▶ Activity list:
a – Answer these questions from the text on ransomware, each on its own line:
(i) What payment method is used for most holiday purchases?
(ii) What does the malware dropper do after it is installed?
(iii) What are the only two ways a user should assume they can get infected files back?
b – List every action the text on ransomware says the malware carries out on or from an infected machine.
c – In the text on ransomware, turn the paragraph beginning "With ransomware, the aim is" into a short bulleted list that keeps its main facts.

▶ Text block:
The run-up to the holiday season is the busiest time of the year for eCommerce merchants. Purchases skyrocket as shoppers seek the perfect gifts for family and friends. Most purchases are made with credit cards, creating a powerful psychological hook on which to hang malware distribution attacks.
Ransomware distribution is devious, and increasingly common use of spam — it’s a subspecies of the malware-distributing spam you’ve probably seen a thousand times before.
A spam email contains an innocuous-looking attachment or link, which, when opened, exploits a known vulnerability to install a malware dropper, which then installs whichever malware the attacker desires.
With ransomware, the aim is to encrypt files on the infected machine and collect the user information, such as social media accounts and banking access data. The malware then displays a notification or changes the desktop background to demand a “ransom” in return for the key to decrypt the files. This is often the red herring and it’s already got what it wanted but will still happily record any credit card information you're willing to supply and resell that on the darkweb as well.
Security researchers have had some success reversing ransomware encryption, but that’s extremely rare. The user should assume that if their machine is infected with ransomware, the only way to get the files back is to pay or to restore from a backup (if one exists).

▶ Data under study:

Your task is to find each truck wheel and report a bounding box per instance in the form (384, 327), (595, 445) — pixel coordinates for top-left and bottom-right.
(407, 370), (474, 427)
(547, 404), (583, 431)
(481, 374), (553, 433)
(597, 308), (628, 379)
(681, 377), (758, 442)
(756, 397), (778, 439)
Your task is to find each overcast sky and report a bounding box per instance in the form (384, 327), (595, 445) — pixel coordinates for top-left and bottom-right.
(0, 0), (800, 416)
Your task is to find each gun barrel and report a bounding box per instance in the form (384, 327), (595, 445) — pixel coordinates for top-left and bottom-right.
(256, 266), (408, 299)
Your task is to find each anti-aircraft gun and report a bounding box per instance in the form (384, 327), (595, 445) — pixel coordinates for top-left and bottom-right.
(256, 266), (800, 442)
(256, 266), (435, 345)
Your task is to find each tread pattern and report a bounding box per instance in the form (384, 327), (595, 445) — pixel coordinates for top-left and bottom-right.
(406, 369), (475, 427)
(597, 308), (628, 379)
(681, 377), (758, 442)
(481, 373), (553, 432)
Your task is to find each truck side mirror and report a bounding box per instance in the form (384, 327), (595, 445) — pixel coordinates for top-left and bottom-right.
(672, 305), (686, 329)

▶ Per-task outputs:
a –
(i) Credit cards.
(ii) It installs whichever malware the attacker desires.
(iii) Paying the ransom, or restoring from a backup if one exists.

b –
- Encrypts files on the infected machine
- Collects user information, such as social media accounts and banking access data
- Displays a notification or changes the desktop background to demand a ransom for the decryption key
- Records any credit card information the user supplies
- Resells that credit card information on the darkweb

c –
- Ransomware encrypts files on the infected machine and collects user information, such as social media accounts and banking access data.
- It then shows a notification or changes the desktop background to demand a ransom for the decryption key.
- The ransom demand is often a red herring, since the malware already has what it wanted.
- It will still record any credit card information the user supplies and resell it on the darkweb.